Put every line of the records below into a Markdown table with two columns, Row and Line. Number the rows in order and leave out any blank lines.

**Records provided:**
** BEGIN **

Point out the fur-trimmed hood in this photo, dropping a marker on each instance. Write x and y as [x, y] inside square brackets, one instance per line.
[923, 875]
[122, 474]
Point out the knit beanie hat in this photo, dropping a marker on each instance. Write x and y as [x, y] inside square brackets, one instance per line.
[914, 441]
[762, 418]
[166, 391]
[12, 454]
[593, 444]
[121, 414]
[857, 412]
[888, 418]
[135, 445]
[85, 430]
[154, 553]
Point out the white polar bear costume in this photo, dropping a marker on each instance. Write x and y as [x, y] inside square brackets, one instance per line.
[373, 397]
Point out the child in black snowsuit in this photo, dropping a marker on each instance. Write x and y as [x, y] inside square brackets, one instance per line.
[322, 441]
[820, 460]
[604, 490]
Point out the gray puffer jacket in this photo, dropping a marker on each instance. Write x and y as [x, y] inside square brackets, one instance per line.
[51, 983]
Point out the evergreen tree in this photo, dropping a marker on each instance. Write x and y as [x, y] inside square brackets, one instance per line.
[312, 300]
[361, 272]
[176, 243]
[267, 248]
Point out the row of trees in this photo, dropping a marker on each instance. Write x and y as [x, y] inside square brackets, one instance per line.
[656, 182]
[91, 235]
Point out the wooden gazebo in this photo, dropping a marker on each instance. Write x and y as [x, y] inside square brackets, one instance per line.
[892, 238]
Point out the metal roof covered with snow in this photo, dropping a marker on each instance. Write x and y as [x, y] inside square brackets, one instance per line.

** END **

**Answer for this exercise:**
| Row | Line |
|---|---|
| 1 | Point out the fur-trimmed hood in this photo, dropping a marker on each instance. Write x and y as [x, y] inside square brackets, one instance per line. |
| 2 | [923, 875] |
| 3 | [122, 474] |
| 4 | Point out the knit beanie hat in this photo, dropping a marker on each instance. Write x and y as [x, y] inside square brackets, one instance per line. |
| 5 | [914, 441] |
| 6 | [762, 418] |
| 7 | [166, 391] |
| 8 | [12, 454] |
| 9 | [593, 444] |
| 10 | [121, 414] |
| 11 | [857, 412] |
| 12 | [888, 418] |
| 13 | [135, 445] |
| 14 | [85, 430] |
| 15 | [154, 553] |
| 16 | Point out the white polar bear costume in this photo, dropping a marker on each instance. Write x and y as [x, y] inside square brackets, one instance per line. |
| 17 | [373, 397] |
| 18 | Point out the child in black snowsuit in this photo, dropping a marker on each instance. Write x and y as [x, y] inside square brackets, one instance per line. |
| 19 | [322, 441] |
| 20 | [820, 460] |
| 21 | [604, 490] |
| 22 | Point out the gray puffer jacket in this photo, dropping a marker on each instance. Write x and y as [x, y] inside square brackets, one instance per line. |
| 23 | [51, 983] |
| 24 | Point out the evergreen tree in this photo, dropping a marker on each instance. Write x and y as [x, y] inside square brackets, one instance per line. |
| 25 | [312, 300] |
| 26 | [361, 272] |
| 27 | [176, 243] |
| 28 | [267, 248] |
| 29 | Point out the row of trees in this photo, dropping a marker on each instance. Write x and y as [x, y] inside square brackets, one instance per line. |
| 30 | [656, 182] |
| 31 | [91, 235] |
| 32 | Point out the wooden gazebo in this photo, dropping a marker on each instance. Write x and y as [x, y] inside square brackets, one instance per line. |
| 33 | [892, 238] |
| 34 | Point out the metal roof covered with snow in this photo, dropping a marker on each instance. Write x and y as [x, y] inside square brackets, one instance per line. |